> [Brief]:
No pictures, nothing altered: return the data below.

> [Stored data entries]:

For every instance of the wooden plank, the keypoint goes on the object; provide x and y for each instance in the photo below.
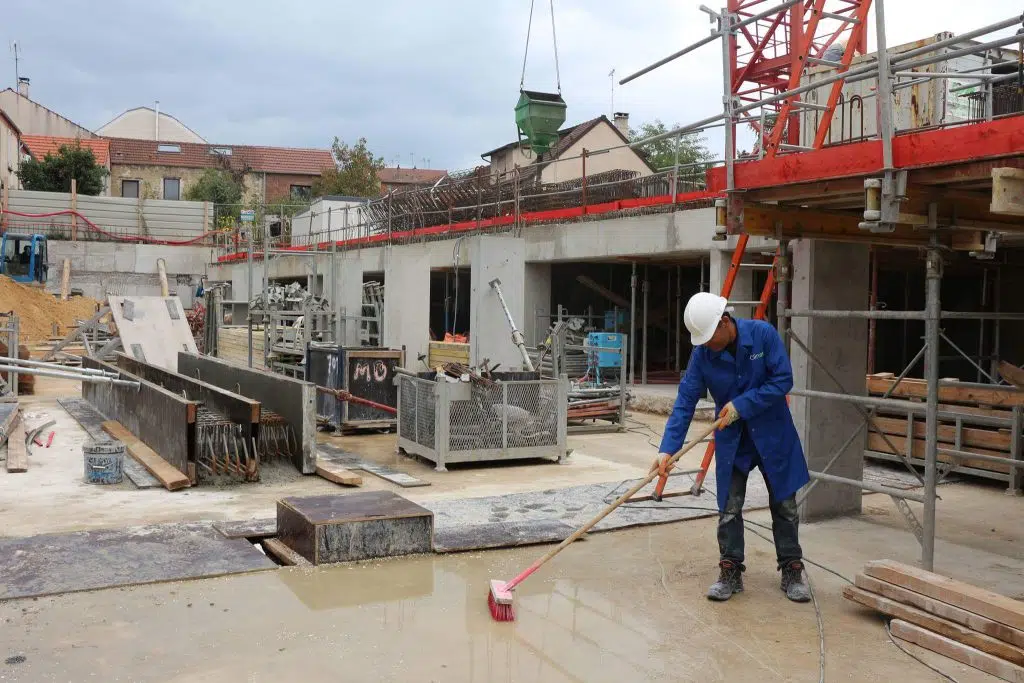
(936, 624)
(939, 608)
(17, 452)
(10, 414)
(1008, 191)
(994, 606)
(1012, 374)
(876, 442)
(168, 475)
(284, 554)
(949, 393)
(988, 438)
(958, 651)
(66, 281)
(338, 474)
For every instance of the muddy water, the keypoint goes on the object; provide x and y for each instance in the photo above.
(625, 606)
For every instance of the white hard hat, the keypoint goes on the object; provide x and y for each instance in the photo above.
(704, 311)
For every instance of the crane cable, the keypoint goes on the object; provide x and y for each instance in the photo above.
(554, 39)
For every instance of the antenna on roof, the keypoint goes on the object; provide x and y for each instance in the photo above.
(14, 48)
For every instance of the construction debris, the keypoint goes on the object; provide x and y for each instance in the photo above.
(971, 625)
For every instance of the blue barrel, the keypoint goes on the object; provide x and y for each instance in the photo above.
(103, 462)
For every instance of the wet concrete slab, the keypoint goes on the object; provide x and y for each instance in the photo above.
(88, 560)
(623, 606)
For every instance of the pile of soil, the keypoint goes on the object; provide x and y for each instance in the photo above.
(38, 310)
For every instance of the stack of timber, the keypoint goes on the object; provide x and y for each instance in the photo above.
(975, 627)
(981, 419)
(440, 352)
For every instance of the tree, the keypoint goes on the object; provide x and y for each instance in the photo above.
(355, 172)
(54, 172)
(662, 154)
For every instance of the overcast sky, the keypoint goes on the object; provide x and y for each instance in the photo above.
(419, 80)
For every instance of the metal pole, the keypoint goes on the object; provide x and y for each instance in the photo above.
(643, 361)
(49, 366)
(249, 316)
(872, 304)
(679, 315)
(932, 307)
(633, 325)
(782, 278)
(730, 131)
(885, 88)
(17, 370)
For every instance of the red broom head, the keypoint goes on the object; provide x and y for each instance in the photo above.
(500, 611)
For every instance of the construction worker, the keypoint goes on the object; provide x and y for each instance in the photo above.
(744, 366)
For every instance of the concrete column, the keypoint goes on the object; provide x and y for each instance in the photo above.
(538, 300)
(742, 290)
(407, 301)
(829, 275)
(489, 336)
(347, 297)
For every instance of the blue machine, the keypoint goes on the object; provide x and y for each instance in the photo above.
(599, 360)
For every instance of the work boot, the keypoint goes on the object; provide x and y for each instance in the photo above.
(793, 583)
(730, 581)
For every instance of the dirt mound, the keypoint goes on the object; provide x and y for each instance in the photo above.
(38, 310)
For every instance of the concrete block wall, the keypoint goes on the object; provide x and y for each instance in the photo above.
(99, 268)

> [Finished task]:
For every instance of the wooden plank, the keypoint goes on the object; provide x and y for each instance in the photo below.
(936, 624)
(939, 608)
(17, 452)
(10, 414)
(1008, 191)
(994, 606)
(1012, 374)
(876, 442)
(168, 475)
(284, 554)
(949, 393)
(988, 438)
(958, 651)
(66, 281)
(338, 474)
For every instance of the muddy water, the keypoint goes on the object; provide x and y for each instance in the photo above.
(625, 606)
For every instance of the white hard hat, the keypoint goes on the object; provide x and y for each instance in the photo above.
(704, 311)
For every instance of the crane cable, the keypoint goes on the object; provide x and y for each instance in the photo above.
(554, 39)
For every instance of the antenna on roof, the keypoint goes on the object; provide x and y for each instance in the photo above.
(14, 48)
For every instance of the construction debris, the keypoint goes on the object; provide x and y for each instance in the photo above.
(971, 625)
For every instance of the blue barrel, the keypoint goes on the object; provide x and y for each instance in the photo above.
(103, 462)
For every instance of the wet concrete slab, the keypoint goes on the object; provide x and y for each instance in the photo above.
(88, 560)
(623, 606)
For every instance of the pile of soil, the keypoint goes on the object; provide x and y for each instance in the photo above.
(38, 310)
For every instance of the stack of timber, the keypoint goes on the object; provide x and y for each instance in the photo above.
(975, 627)
(981, 419)
(440, 352)
For every instance of the tree, the keypoint goes on the object; provide x and y for each instance in the photo above.
(355, 172)
(54, 172)
(662, 154)
For every instance of the overcast sky, the keypoint goes on the object; provide x and y for each instance in the photo above.
(419, 80)
For every instance of the metal pole, the keypoint goes on the object; provide x and y for each instance in the photo above.
(643, 361)
(49, 366)
(249, 316)
(872, 304)
(679, 315)
(932, 307)
(633, 325)
(782, 278)
(730, 131)
(885, 88)
(17, 370)
For every instance of the red broom head, the keypoint goes on the object; provide x and y for each instance in the photo above.
(500, 611)
For every instance of the construction worker, the keypoint goes on the object; provide x and y for each instance in the photo above.
(744, 366)
For every instance of the concrete column, the keypoint goes on the object; provide x and y for each instance in the photo above.
(538, 300)
(742, 290)
(407, 301)
(829, 275)
(489, 336)
(347, 297)
For every instance of the blue machine, the keypoint goes on the object; provide x and y for each instance in the photo above.
(599, 360)
For every instance of the work boot, the keypoint goes on the object; provide x and y for each instance in the photo above.
(793, 583)
(730, 581)
For every instance of the dirt mound, the keypoint goes on the object; provide x and y for each instance in the photo above.
(38, 310)
For every instance of the concrete block wall, the keypoint goes on the object; provide x and y for each instance in the photo above.
(99, 268)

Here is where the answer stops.